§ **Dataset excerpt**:

# # # # #

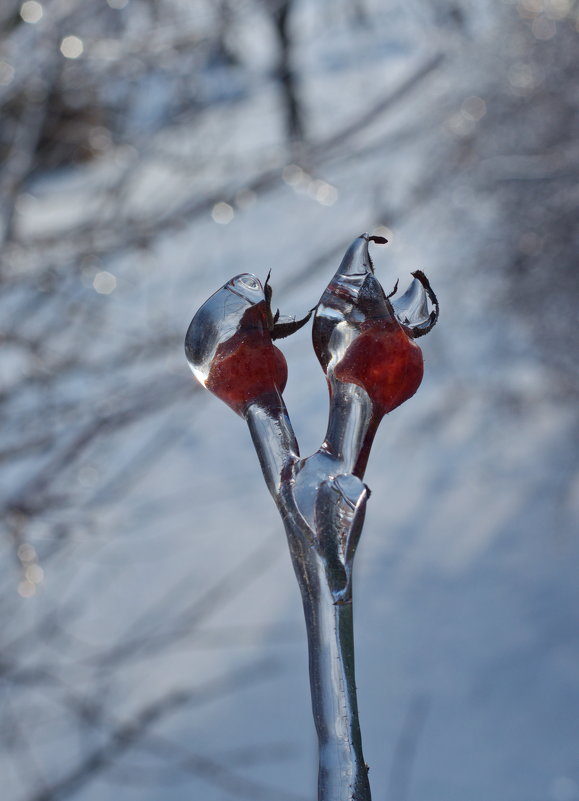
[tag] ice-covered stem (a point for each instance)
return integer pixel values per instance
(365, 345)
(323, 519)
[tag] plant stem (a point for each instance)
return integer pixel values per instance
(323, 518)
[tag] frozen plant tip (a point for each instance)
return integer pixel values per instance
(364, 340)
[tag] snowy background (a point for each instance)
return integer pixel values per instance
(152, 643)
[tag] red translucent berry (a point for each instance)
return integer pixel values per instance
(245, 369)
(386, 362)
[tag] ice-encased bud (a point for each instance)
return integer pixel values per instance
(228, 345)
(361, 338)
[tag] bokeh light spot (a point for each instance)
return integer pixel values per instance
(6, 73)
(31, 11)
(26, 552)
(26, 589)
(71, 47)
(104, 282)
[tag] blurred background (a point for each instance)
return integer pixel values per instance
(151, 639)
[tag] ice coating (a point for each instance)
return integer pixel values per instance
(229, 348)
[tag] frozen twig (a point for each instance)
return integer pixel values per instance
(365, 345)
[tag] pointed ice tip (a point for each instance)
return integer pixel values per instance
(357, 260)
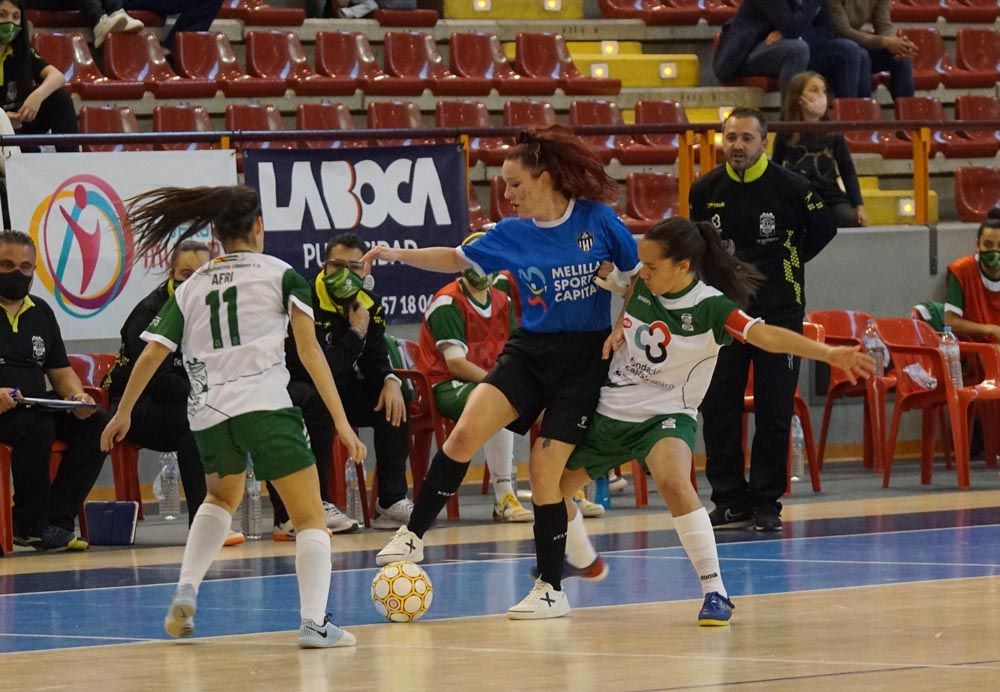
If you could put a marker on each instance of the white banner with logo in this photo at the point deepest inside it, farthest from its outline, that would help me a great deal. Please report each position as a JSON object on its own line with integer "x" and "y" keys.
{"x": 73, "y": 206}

# # # # #

§ **Given exercise**:
Put each line of the entries above into a Markdown table with the columns Row and Line, numbering the rows and skipping any blank lines. Leave the pictures out of your answer.

§ **Exercise response**:
| Row | Line |
|---|---|
| 1 | [tag] ice-covered stem (a point for each instance) |
| 2 | return integer pixel values per instance |
| 3 | (365, 345) |
| 4 | (323, 519) |
| 5 | [tag] plant stem (a point for each instance) |
| 6 | return integer pixel values per instance |
| 7 | (323, 518) |
| 8 | [tag] frozen plant tip (a point for each instance) |
| 9 | return integer pixel values per instance |
| 10 | (364, 340) |
| 11 | [tag] snowy background (a point for each instance) |
| 12 | return integer pixel values per instance |
| 13 | (152, 643) |
| 14 | [tag] red translucent berry (a point for each instance) |
| 15 | return integer pixel values per instance |
| 16 | (245, 369) |
| 17 | (386, 362) |
| 18 | [tag] ice-encased bud (a point for each instance) |
| 19 | return integer pixel values per instance |
| 20 | (228, 345) |
| 21 | (361, 338) |
| 22 | [tag] bokeh light spot (a point for each instance) |
| 23 | return integer pixel values per instance |
| 24 | (6, 73) |
| 25 | (31, 11) |
| 26 | (26, 552) |
| 27 | (26, 589) |
| 28 | (71, 47) |
| 29 | (104, 282) |
| 30 | [tag] blurred background (a point for each instance) |
| 31 | return integer pixel values per instance |
| 32 | (151, 639) |
| 33 | [tag] ice coating (a point for each instance) |
| 34 | return integer pixel values per instance |
| 35 | (229, 348) |
| 36 | [tag] frozen twig (a point for each instance) |
| 37 | return integer pixel values per instance |
| 38 | (365, 345) |
| 39 | [tag] pointed ice tip (a point for each instance) |
| 40 | return integer pixel values per instance |
| 41 | (357, 260) |
| 42 | If you could put a marker on each instance of the white banner with logo in this photo at the point deepest inside it, farthest from its outline, that would help me a great deal. Please report each position as a JSON object on its own line with integer "x" and "y" keys. |
| 43 | {"x": 73, "y": 206} |